** Opening Dataset entries block **

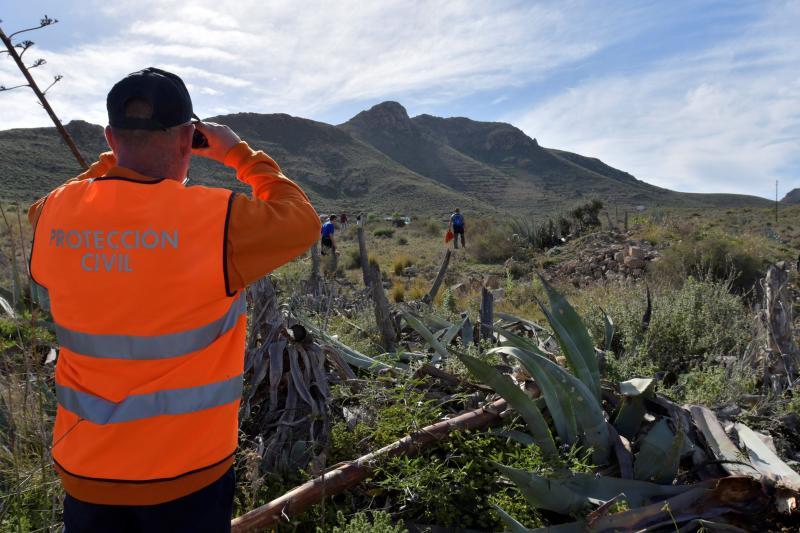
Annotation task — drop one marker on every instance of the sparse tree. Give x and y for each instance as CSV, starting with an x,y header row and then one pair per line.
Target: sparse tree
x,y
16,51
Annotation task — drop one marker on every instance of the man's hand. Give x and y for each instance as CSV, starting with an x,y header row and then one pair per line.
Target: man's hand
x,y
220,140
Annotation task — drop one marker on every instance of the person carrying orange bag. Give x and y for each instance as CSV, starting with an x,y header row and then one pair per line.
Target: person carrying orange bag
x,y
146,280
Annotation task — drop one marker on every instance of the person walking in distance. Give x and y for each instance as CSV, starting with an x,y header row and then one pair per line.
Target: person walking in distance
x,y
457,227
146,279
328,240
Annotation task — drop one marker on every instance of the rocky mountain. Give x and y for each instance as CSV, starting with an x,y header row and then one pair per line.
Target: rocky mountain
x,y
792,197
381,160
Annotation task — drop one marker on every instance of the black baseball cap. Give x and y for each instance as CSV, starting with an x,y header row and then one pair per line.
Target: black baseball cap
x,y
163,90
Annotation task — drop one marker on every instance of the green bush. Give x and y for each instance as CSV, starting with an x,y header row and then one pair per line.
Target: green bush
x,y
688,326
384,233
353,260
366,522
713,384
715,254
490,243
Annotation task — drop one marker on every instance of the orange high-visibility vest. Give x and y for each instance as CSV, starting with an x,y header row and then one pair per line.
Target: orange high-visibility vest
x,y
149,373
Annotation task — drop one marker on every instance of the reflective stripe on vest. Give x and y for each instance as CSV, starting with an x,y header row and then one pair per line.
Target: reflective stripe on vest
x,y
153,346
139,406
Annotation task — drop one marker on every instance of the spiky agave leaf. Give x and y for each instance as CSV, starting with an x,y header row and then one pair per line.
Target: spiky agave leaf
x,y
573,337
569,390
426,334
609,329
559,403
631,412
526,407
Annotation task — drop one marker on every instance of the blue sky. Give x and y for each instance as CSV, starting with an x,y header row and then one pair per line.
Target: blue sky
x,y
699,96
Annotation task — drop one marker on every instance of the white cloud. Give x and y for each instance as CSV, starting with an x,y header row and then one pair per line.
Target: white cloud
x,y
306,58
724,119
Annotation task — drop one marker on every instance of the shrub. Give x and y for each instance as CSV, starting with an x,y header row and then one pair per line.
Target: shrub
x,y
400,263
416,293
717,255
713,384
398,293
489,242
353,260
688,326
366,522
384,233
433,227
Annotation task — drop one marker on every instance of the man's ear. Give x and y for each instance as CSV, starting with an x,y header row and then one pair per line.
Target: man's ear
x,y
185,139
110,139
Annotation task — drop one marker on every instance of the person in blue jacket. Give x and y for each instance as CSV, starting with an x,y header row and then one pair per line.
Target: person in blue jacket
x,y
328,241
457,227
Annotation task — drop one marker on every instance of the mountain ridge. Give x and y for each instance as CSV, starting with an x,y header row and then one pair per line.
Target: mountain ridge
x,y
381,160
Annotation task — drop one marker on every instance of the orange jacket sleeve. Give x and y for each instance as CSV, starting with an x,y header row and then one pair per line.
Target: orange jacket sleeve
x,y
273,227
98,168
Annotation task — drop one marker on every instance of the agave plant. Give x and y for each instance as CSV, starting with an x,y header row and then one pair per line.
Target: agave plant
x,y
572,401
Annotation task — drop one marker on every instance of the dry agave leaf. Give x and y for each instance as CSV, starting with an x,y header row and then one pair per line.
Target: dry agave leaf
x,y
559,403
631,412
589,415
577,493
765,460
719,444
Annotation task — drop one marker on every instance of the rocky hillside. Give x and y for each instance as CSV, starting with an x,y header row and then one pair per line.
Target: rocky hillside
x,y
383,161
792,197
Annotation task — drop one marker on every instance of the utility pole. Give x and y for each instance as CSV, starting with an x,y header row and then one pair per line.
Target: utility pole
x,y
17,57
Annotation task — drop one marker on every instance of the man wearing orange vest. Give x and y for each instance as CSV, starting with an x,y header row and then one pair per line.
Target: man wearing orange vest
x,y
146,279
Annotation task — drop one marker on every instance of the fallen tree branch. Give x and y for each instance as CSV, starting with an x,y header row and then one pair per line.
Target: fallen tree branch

** Closing Dataset entries block **

## Exercise objective
Each line above that has the word "branch" must be copied.

## Solved problem
Annotation task — drop one marker on every instance of the fallen tree branch. Give x and y for each instance as CSV, starting with an x,y header row and then one pair per line.
Target: fallen tree branch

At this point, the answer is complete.